SOCIEDADE

Além do ateliê de Suzane: ressocialização de presos ainda é um desafio

Trabalho e qualificação profissional são meios para a readaptação às regras e ao convívio social, além de ajudarem a desmotivar a prática de novos crimes

Aline Gouveia
postado em 10/02/2023 19:58 / atualizado em 13/02/2023 14:19
 (crédito: Wilson Dias/Agência Brasil)
(crédito: Wilson Dias/Agência Brasil)

No início deste ano, Suzane Von Richthofen foi transferida para o regime aberto após decisão da Justiça. Em 2006, ela foi condenada a 39 anos e 6 meses de prisão, junto com Daniel e Cristian Cravinhos, pelo assassinato dos pais em outubro de 2002, crime que chocou o país. Após deixar a cadeia, Suzane montou um ateliê on-line para vender peças de moda autorais. A iniciativa empresarial da mulher, que atualmente tem 39 anos, gerou diversas reações críticas na internet. A chuva de comentários negativos levantou uma importante questão: como lidar melhor com a ressocialização de presos?

No Brasil existem diversos mecanismos para a profissionalização dos egressos do sistema prisional, com o intuito de reinseri-los ao convívio social e evitar que voltem a cometer crimes. Entretanto, a estrutura do sistema carcerário e o preconceito de parte da sociedade são alguns dos maiores desafios para que processo de ressocialização seja bem-sucedido.

(Entradas de anotação de coordenadas)
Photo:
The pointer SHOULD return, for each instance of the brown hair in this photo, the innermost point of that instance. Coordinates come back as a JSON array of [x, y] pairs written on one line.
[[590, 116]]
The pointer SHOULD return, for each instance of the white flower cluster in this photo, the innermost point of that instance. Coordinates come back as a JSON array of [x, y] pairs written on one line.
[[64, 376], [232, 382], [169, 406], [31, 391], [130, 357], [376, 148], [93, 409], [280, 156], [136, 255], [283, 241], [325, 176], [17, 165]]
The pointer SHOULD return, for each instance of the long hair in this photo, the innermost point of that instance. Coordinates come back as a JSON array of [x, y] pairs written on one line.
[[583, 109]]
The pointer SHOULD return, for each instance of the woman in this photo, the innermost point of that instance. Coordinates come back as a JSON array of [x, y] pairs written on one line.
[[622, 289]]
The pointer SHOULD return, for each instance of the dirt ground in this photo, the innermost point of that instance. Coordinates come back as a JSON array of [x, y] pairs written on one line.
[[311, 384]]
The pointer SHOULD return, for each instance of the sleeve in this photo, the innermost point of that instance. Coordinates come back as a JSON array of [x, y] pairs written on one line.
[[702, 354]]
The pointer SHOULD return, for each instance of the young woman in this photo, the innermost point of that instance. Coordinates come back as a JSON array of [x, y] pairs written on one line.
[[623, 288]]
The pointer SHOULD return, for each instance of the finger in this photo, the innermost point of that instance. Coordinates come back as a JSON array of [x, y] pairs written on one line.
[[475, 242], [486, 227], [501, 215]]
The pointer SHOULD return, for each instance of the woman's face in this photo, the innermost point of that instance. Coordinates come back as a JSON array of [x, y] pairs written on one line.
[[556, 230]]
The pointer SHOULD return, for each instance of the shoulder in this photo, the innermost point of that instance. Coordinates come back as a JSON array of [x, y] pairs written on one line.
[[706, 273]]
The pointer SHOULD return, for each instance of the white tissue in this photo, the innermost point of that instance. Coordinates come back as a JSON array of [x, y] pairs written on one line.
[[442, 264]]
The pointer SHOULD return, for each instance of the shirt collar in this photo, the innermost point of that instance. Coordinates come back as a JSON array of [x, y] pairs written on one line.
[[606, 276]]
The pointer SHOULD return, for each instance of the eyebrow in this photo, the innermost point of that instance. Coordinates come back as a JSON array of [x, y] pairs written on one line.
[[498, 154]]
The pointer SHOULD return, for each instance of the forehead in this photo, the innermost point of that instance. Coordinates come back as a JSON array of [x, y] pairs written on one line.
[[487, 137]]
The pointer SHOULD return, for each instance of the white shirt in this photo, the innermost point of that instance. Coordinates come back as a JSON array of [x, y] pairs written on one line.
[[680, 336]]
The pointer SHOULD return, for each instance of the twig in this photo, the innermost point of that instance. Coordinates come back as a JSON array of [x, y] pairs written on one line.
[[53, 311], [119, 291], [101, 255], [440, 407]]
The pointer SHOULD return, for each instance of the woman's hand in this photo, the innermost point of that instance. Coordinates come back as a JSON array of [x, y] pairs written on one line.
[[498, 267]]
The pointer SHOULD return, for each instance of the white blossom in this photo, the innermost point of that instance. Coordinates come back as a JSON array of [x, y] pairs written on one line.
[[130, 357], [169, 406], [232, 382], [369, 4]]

*Tarefas propostas*.
1) De acordo com o texto sobre a ressocialização de presos, a que pena Suzane Von Richthofen foi condenada em 2006?
2) Copie fielmente, do texto sobre a ressocialização de presos, o trecho que vai de "Trabalho e qualificação" até "ressocialização de presos?".

*Gabarito*.
1) A 39 anos e 6 meses de prisão.

2)
Trabalho e qualificação profissional são meios para a readaptação às regras e ao convívio social, além de ajudarem a desmotivar a prática de novos crimes

Aline Gouveia
postado em 10/02/2023 19:58 / atualizado em 13/02/2023 14:19
 (crédito: Wilson Dias/Agência Brasil)
(crédito: Wilson Dias/Agência Brasil)

No início deste ano, Suzane Von Richthofen foi transferida para o regime aberto após decisão da Justiça. Em 2006, ela foi condenada a 39 anos e 6 meses de prisão, junto com Daniel e Cristian Cravinhos, pelo assassinato dos pais em outubro de 2002, crime que chocou o país. Após deixar a cadeia, Suzane montou um ateliê on-line para vender peças de moda autorais. A iniciativa empresarial da mulher, que atualmente tem 39 anos, gerou diversas reações críticas na internet. A chuva de comentários negativos levantou uma importante questão: como lidar melhor com a ressocialização de presos?